### Material to process

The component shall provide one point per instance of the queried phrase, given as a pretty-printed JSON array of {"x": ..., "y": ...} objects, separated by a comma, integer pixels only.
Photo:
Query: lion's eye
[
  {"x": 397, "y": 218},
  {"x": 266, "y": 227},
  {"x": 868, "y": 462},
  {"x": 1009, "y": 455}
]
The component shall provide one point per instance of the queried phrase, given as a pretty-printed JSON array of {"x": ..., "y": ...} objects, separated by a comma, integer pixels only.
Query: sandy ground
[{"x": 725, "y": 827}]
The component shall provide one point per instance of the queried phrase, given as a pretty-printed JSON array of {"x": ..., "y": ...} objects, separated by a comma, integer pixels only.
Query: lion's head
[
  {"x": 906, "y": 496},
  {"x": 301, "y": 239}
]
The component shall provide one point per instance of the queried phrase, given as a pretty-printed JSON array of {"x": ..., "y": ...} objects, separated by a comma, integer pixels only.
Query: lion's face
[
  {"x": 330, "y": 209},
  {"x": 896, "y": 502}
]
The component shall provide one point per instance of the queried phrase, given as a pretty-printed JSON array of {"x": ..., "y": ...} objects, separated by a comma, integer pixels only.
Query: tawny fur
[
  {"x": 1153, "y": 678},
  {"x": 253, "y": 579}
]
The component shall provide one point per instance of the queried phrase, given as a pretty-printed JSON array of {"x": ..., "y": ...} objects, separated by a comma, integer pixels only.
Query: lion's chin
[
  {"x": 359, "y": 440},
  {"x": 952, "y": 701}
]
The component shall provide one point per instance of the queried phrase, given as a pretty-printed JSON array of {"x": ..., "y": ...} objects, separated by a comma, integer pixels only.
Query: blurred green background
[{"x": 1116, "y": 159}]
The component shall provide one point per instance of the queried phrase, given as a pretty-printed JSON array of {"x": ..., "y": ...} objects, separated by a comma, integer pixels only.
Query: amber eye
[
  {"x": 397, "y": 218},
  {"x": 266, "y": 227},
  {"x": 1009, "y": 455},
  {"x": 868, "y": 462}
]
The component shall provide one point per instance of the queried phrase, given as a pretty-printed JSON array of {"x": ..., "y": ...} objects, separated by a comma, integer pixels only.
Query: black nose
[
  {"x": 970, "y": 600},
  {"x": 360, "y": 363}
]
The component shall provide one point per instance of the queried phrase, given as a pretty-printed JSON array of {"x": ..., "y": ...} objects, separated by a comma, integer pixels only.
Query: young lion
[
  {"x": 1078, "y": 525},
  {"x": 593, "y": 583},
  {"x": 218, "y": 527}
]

### Exercise instructions
Copy the data above in full, character for character.

### Answer to the task
The component shall provide one point per instance of the queried phrase, given as a pretty-printed JSON array of {"x": ..., "y": ...} objects, separated by a comma, integer pixels only.
Photo:
Query: lion's eye
[
  {"x": 397, "y": 218},
  {"x": 266, "y": 227},
  {"x": 868, "y": 462},
  {"x": 1009, "y": 455}
]
The component shall provide one point per instance of the queried phrase, given as a pretty-printed JSON array of {"x": ..., "y": ...} objects, separated by a comma, integer pixels only.
Query: sandy ground
[{"x": 725, "y": 827}]
The component shall provide one point per instance of the queried phrase, given as a pretty-printed JSON array of {"x": ..., "y": ...} objects, separated by a comma, integer pixels only.
Query: lion's head
[
  {"x": 906, "y": 496},
  {"x": 301, "y": 239}
]
The component shall provide one point per instance of the queried phrase, given as a pretty-printed JSON array of {"x": ..., "y": ...} objects, separated by a comma, integer pixels only.
Query: lion's face
[
  {"x": 330, "y": 209},
  {"x": 896, "y": 502}
]
The component shall provide one point per instance of the queried phrase, given as a pretty-printed JSON array of {"x": ..., "y": ...} objects, separated by a comma, integer pixels only.
Query: tawny fur
[
  {"x": 1153, "y": 678},
  {"x": 253, "y": 579}
]
The component shall provide one point per instance of the queried phrase, given as a pretty-printed JSON array of {"x": ..., "y": ...} objects, separated by a comma, integer pixels only.
Query: lion's chin
[
  {"x": 359, "y": 440},
  {"x": 952, "y": 701}
]
The component shall provide one point per instance of the queried phrase, given as a pretty-printed JSON array of {"x": ..., "y": ...} objects, separated by a comma, integer pixels only.
Query: blurred green background
[{"x": 1116, "y": 159}]
The component shall provide one point per instance of the queried phrase, given as a pretty-printed JSON array of {"x": ..., "y": ...} objects, separated by a comma, integer pixels only.
Query: amber eye
[
  {"x": 397, "y": 218},
  {"x": 266, "y": 227},
  {"x": 1009, "y": 455},
  {"x": 868, "y": 462}
]
The component shall provide one point per instance of the queried phrase, given as a pretty-printed JSON array of {"x": ..., "y": ...} objects, separated by a comma, integer pixels only.
Query: black nose
[
  {"x": 970, "y": 600},
  {"x": 360, "y": 363}
]
The component shall provide one point per instance of the queried phrase, given as a pretty-printed JSON array of {"x": ..., "y": ...} objects, separated by a comma, integer pixels only.
Query: young lion
[
  {"x": 1078, "y": 525},
  {"x": 593, "y": 583},
  {"x": 218, "y": 527}
]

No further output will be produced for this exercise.